• TAREA A REALIZAR:
Responde según el texto de la página que aparece más abajo:
1. ¿Qué ordenaba Mitre a sus tropas?
2. ¿Cuántas bajas tuvo el bando paraguayo?
3. ¿Quién puso fin a la matanza ordenando la retirada?

Mitre, tal vez ignorando todos estos extremos, tal vez conociéndolos
pero no sabiendo interpretarlos por pura inopia estratégica, o tal
vez porque era de esos generales, que tanto se dan en la Historia, a
los que la vida de sus soldados les importa el huevo, ordenaba
avanzar, avanzar, avanzar.
Ni siquiera la
llegada de los refuerzos del coronel José Miguel Arredondo logró ya
matizar un fracaso que se resume en el dato de que a las 10.000 bajas
aliadas se contraponen 92 en el bando paraguayo. La matanza la
terminó Porto Alegre ordenando la retirada, a pesar de que Mitre
seguía ordenando el avance. Eso sí, el que casi no tuvo bajas fue
Venancio Flores, entre otras cosas porque la acción que se le
ordenó, esto es el flanqueo de los paraguayos, no la realizó.

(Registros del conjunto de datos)
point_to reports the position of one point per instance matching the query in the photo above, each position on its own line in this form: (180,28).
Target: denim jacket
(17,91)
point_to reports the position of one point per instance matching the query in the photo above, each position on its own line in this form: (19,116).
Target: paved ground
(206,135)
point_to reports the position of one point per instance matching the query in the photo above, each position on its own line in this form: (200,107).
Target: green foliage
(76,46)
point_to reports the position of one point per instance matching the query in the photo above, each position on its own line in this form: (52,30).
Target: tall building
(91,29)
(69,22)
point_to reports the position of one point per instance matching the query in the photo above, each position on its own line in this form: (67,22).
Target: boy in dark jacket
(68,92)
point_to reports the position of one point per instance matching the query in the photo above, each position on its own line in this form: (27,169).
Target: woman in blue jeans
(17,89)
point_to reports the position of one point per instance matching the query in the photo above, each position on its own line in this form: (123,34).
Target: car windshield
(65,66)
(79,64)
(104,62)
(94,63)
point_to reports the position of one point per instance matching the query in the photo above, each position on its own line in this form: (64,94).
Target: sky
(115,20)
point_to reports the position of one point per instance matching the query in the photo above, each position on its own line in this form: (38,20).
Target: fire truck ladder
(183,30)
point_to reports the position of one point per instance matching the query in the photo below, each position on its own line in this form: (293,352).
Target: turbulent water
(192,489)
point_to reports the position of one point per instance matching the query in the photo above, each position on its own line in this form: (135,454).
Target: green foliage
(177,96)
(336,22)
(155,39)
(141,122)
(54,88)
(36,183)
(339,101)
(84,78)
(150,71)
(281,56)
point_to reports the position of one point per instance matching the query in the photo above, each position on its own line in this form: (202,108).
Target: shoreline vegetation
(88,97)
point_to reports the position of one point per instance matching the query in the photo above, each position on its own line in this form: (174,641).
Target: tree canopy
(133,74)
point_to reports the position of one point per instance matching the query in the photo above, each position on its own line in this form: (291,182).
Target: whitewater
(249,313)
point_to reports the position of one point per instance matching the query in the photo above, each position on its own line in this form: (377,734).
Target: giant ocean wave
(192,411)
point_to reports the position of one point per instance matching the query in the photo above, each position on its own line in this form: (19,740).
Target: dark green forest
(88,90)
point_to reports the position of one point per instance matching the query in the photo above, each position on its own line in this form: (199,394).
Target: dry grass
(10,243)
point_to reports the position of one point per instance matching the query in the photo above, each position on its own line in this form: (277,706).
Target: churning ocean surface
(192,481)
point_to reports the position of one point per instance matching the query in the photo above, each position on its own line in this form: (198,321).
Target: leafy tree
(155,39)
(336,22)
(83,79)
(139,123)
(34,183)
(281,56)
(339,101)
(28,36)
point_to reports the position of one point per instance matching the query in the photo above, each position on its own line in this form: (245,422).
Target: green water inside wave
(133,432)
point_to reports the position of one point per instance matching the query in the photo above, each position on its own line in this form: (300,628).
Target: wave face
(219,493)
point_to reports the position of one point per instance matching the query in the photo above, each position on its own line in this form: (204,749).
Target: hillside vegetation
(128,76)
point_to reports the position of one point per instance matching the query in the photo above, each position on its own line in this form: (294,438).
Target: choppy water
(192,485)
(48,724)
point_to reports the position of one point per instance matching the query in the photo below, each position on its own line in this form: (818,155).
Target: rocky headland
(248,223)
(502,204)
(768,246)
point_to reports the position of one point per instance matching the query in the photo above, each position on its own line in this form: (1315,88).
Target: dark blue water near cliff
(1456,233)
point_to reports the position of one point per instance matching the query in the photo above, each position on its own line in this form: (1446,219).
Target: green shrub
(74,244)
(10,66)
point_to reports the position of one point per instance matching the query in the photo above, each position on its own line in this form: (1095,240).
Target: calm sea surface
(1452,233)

• RESULTADO DEL EJERCICIO:
1. Avanzar.
2. 92.
3. Porto Alegre.